Exercise text >>
Beware of "Smell of Money" documentary

Documentaries are supposed to get it right, but sometimes they don’t. Sometimes they just want to push an agenda.

There’s a documentary called “The Smell of Money” that’s been making the rounds among activist groups recently. The film is an 84-minute attack on North Carolina hog farms and the family farmers who operate them.

It features all of the usual suspects—neighbors like Elsie Herring who were part of the nuisance lawsuits against Smithfield. Waterkeepers like Rick Dove and Larry Baldwin who spend their days flying over our farms. And prominent vegans like Sen. Cory Booker, who has introduced legislation to place an immediate national moratorium on large new farms.

You can learn a lot about a film by looking at the people who produced it. That’s certainly true with “The Smell of Money.” The film has deep ties to Mercy for Animals, an activist group with a stated mission to “end industrial agriculture.”

The filmmakers, Shawn Bannon and Jamie Berger, are both vegans who worked at Mercy for Animals. Actress Kate Mara, the film’s executive producer, is a vegan activist who volunteers with Mercy for Animals, PETA, and the Humane Society.

As a result, the film isn’t a true look at hog farming in North Carolina. It’s a documentary designed to drive home one overarching message: Stop Eating Meat.

Stored entries
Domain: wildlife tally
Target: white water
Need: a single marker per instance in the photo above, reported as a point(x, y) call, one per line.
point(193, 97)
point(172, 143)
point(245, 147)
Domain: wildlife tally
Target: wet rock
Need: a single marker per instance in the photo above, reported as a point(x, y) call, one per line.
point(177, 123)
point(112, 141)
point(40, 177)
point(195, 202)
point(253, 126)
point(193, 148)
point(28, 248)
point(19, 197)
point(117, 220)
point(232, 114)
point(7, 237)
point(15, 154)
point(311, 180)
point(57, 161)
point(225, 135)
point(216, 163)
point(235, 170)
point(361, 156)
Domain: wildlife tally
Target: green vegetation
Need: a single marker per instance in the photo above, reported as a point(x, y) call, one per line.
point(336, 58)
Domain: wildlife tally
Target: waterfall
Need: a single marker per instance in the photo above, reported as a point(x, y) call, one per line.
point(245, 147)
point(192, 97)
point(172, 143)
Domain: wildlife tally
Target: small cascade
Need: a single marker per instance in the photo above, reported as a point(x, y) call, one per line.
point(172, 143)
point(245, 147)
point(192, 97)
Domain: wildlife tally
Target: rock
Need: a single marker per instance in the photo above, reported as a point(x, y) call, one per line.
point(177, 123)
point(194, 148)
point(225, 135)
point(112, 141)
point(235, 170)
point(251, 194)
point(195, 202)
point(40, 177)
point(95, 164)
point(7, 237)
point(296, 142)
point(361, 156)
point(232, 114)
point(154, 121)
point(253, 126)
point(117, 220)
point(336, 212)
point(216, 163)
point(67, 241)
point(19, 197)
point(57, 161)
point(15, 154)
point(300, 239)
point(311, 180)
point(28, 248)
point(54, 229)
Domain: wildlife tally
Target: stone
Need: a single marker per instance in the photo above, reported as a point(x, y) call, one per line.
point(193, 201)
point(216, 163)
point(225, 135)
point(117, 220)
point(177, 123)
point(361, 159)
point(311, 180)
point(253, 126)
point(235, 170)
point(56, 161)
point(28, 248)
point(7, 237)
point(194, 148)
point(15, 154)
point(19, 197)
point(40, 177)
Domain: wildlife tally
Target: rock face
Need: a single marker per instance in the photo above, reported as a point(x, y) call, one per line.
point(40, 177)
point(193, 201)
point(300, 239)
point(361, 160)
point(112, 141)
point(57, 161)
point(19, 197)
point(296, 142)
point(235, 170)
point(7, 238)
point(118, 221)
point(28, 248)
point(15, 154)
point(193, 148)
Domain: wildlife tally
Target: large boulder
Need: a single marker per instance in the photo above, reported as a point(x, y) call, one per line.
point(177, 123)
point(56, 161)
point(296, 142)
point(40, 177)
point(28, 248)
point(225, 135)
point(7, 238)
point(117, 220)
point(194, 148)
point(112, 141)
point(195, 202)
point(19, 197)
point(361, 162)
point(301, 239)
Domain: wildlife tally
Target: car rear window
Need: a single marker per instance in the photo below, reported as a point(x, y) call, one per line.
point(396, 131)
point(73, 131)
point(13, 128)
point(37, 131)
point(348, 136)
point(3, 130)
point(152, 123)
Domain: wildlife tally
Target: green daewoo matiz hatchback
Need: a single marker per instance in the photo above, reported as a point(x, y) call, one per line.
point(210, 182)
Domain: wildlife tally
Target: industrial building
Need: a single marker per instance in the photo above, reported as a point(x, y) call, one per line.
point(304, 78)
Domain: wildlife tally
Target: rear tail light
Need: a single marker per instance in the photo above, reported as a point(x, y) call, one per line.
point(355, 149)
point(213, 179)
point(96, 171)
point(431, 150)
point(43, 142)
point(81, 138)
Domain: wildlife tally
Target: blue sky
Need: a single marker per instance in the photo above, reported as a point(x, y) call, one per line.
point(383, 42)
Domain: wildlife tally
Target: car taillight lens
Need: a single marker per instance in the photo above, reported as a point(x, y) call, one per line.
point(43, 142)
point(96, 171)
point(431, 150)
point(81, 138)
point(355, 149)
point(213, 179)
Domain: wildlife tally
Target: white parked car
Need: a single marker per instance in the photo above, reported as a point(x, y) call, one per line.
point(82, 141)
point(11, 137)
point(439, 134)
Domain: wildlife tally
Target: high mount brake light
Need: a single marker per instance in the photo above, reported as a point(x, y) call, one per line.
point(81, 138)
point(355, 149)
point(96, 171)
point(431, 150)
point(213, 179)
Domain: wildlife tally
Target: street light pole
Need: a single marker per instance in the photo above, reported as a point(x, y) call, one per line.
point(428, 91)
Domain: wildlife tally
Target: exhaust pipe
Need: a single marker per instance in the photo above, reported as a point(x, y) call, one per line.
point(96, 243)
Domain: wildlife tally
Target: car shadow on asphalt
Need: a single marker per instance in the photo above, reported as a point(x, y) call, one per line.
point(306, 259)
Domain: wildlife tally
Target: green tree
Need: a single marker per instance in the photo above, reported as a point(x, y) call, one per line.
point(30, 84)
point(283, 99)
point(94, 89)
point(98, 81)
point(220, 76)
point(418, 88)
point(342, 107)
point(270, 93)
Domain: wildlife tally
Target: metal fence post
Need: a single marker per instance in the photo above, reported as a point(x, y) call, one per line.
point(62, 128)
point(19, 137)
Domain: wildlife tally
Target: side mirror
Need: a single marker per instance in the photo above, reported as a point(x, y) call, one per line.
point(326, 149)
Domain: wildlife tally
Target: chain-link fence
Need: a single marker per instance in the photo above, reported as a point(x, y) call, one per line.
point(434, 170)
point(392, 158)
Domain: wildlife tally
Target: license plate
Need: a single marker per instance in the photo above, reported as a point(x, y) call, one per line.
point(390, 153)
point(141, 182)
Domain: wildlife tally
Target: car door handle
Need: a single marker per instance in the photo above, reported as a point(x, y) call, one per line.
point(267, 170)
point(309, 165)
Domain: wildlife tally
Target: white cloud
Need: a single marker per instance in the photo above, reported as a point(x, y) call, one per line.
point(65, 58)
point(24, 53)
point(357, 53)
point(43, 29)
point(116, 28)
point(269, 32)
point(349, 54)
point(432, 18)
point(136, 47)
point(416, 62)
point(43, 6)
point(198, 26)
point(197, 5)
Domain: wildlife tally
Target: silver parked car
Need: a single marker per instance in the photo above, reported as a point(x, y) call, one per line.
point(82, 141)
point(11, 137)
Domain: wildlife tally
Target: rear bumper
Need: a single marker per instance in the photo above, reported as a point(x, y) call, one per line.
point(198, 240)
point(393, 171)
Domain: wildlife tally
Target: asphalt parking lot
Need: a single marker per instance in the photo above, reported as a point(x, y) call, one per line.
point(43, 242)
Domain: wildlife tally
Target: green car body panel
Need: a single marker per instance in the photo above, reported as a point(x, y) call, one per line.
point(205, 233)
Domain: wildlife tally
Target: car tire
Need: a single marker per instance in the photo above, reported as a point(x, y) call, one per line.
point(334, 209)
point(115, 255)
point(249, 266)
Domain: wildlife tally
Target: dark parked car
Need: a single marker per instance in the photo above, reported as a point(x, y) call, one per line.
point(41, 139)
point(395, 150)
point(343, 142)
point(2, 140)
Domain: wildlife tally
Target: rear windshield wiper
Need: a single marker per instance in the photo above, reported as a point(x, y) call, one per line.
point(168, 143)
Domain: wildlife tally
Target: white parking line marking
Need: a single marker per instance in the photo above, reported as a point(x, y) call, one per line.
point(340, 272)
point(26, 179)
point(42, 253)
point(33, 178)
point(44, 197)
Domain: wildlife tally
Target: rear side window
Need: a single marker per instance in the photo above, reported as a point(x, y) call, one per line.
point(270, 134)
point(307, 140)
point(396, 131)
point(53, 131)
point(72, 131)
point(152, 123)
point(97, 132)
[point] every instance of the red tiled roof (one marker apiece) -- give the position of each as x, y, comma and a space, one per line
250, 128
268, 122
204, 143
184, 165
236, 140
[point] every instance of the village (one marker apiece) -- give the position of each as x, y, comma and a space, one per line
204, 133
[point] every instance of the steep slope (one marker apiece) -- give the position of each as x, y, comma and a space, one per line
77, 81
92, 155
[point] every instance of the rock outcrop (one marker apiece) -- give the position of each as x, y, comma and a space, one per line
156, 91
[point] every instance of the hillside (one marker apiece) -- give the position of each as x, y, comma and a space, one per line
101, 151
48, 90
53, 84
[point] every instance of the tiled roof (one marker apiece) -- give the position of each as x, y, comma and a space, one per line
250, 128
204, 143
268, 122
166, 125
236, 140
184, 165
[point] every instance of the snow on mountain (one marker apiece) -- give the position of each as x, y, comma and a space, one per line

What the exercise asks >> Turn the paragraph in the article on "The Smell of Money" that begins "It features all of the usual suspects" into a short bulleted list, keeping its main facts about each group of people.

Response >>
The film features:
- Neighbors such as Elsie Herring, who took part in the nuisance lawsuits against Smithfield
- Waterkeepers Rick Dove and Larry Baldwin, who spend their days flying over the farms
- Prominent vegans such as Sen. Cory Booker, who introduced legislation for an immediate national moratorium on large new farms